[Directions for this task]
Copy everything in the entries below, starting at the line containing "the bird's eye." and running to the end of the entries. Leave the pictures out.

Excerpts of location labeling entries
[Begin]

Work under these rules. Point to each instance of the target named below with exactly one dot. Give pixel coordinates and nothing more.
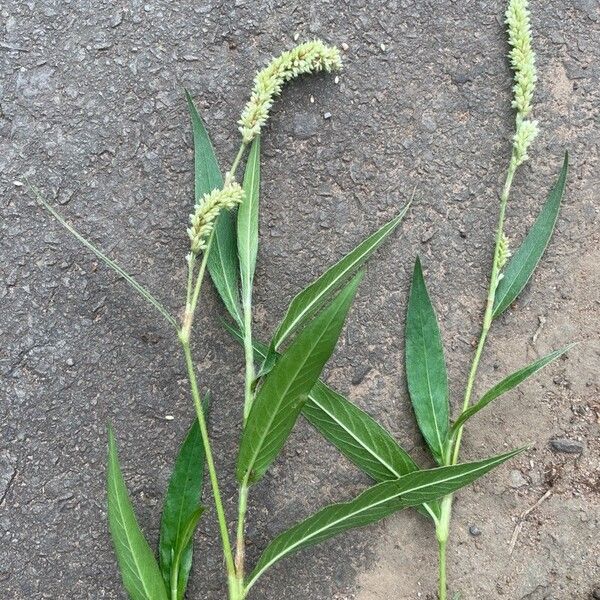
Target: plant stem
(453, 449)
(174, 582)
(249, 357)
(231, 173)
(489, 308)
(442, 573)
(240, 541)
(229, 563)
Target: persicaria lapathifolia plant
(282, 376)
(425, 366)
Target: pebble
(360, 374)
(305, 125)
(516, 479)
(567, 445)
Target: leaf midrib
(332, 524)
(281, 396)
(281, 336)
(125, 530)
(433, 411)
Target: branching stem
(453, 447)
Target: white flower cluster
(309, 57)
(202, 220)
(522, 59)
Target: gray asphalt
(92, 112)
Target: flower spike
(310, 57)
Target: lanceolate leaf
(182, 501)
(356, 434)
(222, 260)
(247, 220)
(180, 554)
(425, 367)
(523, 263)
(308, 300)
(508, 384)
(141, 575)
(280, 399)
(360, 438)
(353, 432)
(372, 505)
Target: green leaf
(182, 501)
(372, 505)
(525, 260)
(356, 435)
(425, 367)
(247, 220)
(352, 431)
(360, 438)
(222, 260)
(507, 384)
(140, 573)
(304, 305)
(285, 389)
(182, 559)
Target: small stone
(360, 374)
(305, 125)
(116, 20)
(566, 445)
(516, 479)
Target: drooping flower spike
(310, 57)
(202, 220)
(522, 60)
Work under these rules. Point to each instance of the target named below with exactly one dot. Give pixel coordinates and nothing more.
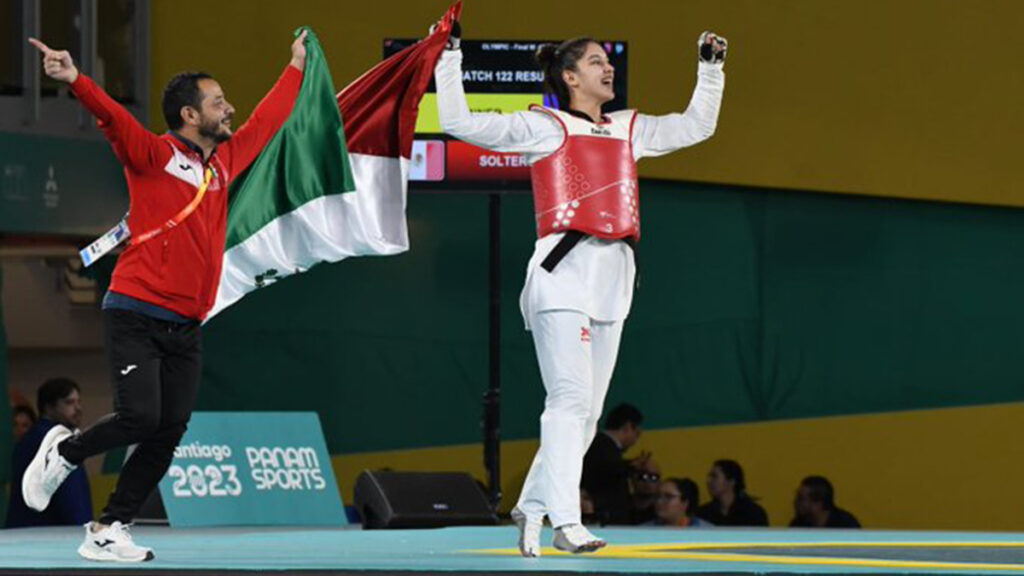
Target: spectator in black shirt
(605, 474)
(815, 506)
(730, 504)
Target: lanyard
(102, 245)
(180, 216)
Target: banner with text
(252, 468)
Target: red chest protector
(590, 183)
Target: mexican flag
(332, 182)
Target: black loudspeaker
(390, 499)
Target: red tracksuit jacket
(179, 270)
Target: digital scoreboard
(499, 76)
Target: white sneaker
(577, 539)
(529, 533)
(47, 470)
(113, 543)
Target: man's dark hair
(733, 471)
(820, 490)
(23, 409)
(182, 90)
(623, 414)
(53, 391)
(689, 492)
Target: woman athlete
(580, 280)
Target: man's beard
(212, 130)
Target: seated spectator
(25, 417)
(815, 506)
(646, 481)
(677, 502)
(605, 474)
(58, 403)
(730, 504)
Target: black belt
(572, 238)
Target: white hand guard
(712, 47)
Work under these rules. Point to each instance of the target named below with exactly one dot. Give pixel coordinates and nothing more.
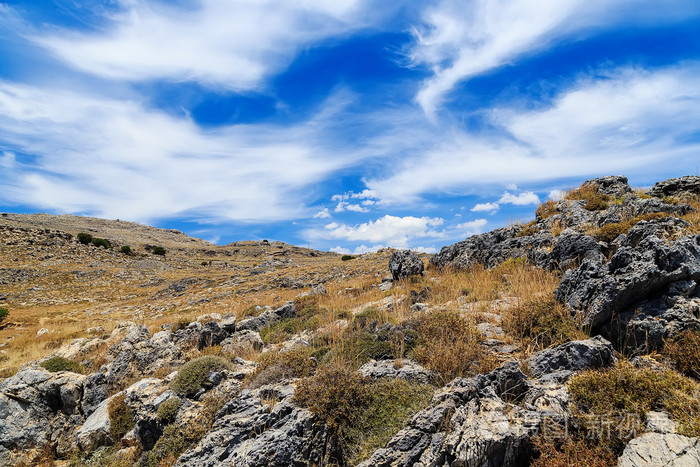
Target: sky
(342, 125)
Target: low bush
(84, 238)
(194, 375)
(55, 364)
(618, 398)
(121, 420)
(449, 345)
(274, 366)
(101, 242)
(168, 448)
(167, 411)
(546, 210)
(684, 353)
(541, 323)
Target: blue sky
(345, 125)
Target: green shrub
(167, 411)
(121, 420)
(84, 238)
(684, 353)
(101, 242)
(168, 448)
(55, 364)
(541, 323)
(624, 394)
(194, 375)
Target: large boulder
(598, 291)
(404, 264)
(573, 356)
(677, 186)
(38, 409)
(262, 428)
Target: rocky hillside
(571, 340)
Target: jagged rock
(38, 408)
(405, 369)
(468, 424)
(595, 352)
(656, 449)
(95, 430)
(614, 185)
(262, 428)
(242, 341)
(405, 263)
(228, 324)
(491, 248)
(267, 317)
(598, 291)
(647, 325)
(570, 248)
(677, 186)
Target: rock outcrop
(404, 264)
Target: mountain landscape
(571, 339)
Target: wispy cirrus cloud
(231, 44)
(118, 159)
(459, 40)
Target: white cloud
(7, 160)
(472, 227)
(233, 44)
(462, 39)
(322, 214)
(556, 195)
(632, 121)
(118, 159)
(523, 199)
(485, 207)
(390, 230)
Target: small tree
(84, 238)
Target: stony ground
(569, 340)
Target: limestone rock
(404, 264)
(656, 449)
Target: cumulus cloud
(522, 199)
(322, 214)
(485, 207)
(472, 227)
(460, 39)
(231, 44)
(390, 230)
(119, 159)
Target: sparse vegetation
(167, 411)
(194, 375)
(624, 394)
(684, 353)
(121, 420)
(84, 238)
(55, 364)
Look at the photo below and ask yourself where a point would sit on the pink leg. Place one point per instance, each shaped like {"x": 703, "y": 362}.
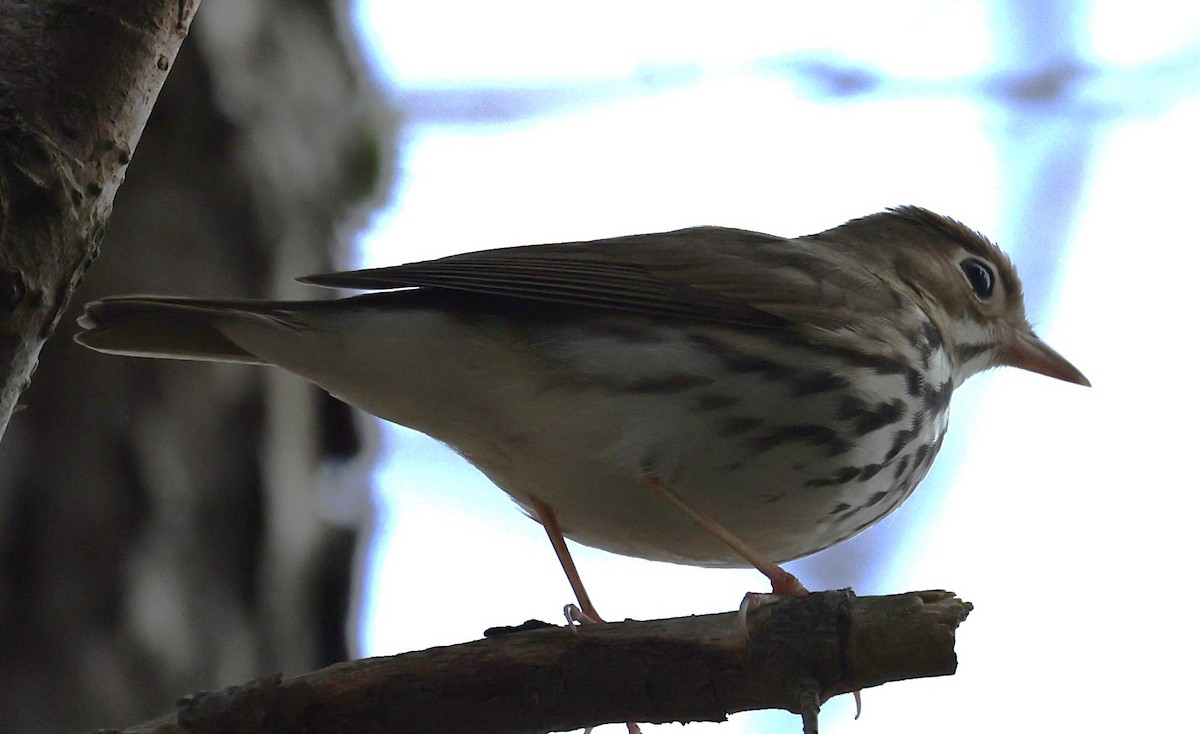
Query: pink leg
{"x": 781, "y": 582}
{"x": 550, "y": 522}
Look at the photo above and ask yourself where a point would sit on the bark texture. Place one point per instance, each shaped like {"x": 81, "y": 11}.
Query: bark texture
{"x": 160, "y": 523}
{"x": 792, "y": 655}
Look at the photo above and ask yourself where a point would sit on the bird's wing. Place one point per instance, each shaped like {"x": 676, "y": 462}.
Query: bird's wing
{"x": 708, "y": 274}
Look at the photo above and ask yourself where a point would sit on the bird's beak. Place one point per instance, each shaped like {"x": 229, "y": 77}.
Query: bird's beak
{"x": 1027, "y": 352}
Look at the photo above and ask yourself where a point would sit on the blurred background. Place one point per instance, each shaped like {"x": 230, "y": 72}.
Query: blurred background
{"x": 216, "y": 523}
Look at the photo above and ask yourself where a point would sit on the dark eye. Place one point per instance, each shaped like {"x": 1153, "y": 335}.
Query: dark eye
{"x": 981, "y": 276}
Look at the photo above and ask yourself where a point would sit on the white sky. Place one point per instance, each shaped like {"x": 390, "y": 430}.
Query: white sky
{"x": 1063, "y": 513}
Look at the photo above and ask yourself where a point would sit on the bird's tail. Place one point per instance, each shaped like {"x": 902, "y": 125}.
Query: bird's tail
{"x": 171, "y": 328}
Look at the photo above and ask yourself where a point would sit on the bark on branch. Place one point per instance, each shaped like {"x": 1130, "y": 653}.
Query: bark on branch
{"x": 799, "y": 653}
{"x": 77, "y": 83}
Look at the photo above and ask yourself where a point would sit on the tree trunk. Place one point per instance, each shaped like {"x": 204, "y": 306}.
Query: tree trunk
{"x": 159, "y": 522}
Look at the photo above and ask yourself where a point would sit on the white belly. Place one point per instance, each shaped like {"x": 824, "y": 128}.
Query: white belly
{"x": 544, "y": 417}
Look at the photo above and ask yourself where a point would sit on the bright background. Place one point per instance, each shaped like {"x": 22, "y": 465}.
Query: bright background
{"x": 1066, "y": 131}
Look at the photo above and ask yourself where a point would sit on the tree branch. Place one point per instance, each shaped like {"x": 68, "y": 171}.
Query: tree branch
{"x": 77, "y": 82}
{"x": 799, "y": 653}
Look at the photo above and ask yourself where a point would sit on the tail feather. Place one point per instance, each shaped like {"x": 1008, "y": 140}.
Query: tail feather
{"x": 154, "y": 326}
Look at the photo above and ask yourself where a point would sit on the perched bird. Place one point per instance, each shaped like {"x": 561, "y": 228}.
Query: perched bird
{"x": 707, "y": 396}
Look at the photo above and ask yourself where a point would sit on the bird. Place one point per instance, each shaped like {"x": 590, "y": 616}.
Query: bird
{"x": 707, "y": 396}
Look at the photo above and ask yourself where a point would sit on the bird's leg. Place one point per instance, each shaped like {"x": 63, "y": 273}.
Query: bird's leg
{"x": 550, "y": 522}
{"x": 781, "y": 582}
{"x": 586, "y": 612}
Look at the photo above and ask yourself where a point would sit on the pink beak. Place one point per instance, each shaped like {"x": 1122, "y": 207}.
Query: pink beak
{"x": 1027, "y": 352}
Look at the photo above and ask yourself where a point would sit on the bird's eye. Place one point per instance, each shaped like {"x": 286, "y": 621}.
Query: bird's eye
{"x": 979, "y": 275}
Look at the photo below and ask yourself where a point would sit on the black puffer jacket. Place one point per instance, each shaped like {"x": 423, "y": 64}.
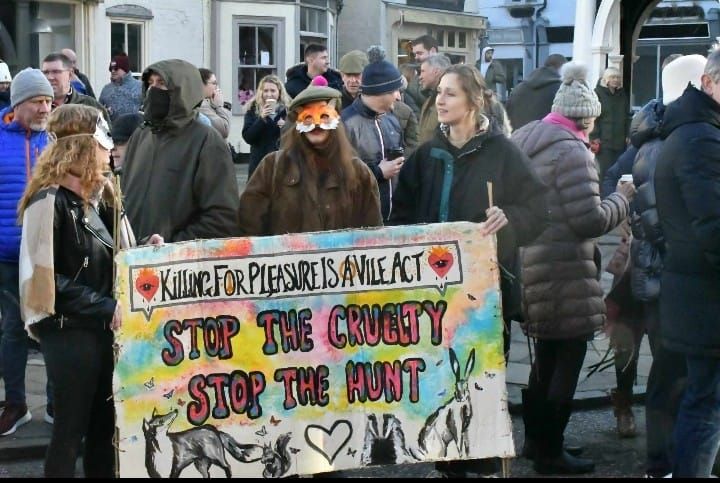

[End]

[Solution to this exercise]
Look at the photo above and ask yourself where a point would sit on the bird's eye. Place one point per instance, each shaped like {"x": 286, "y": 621}.
Query: bird's eye
{"x": 979, "y": 275}
Look at the photo below and ask yourself where a point would sit on the black puffer jacket. Place one point per instance, each shaped like {"x": 423, "y": 64}.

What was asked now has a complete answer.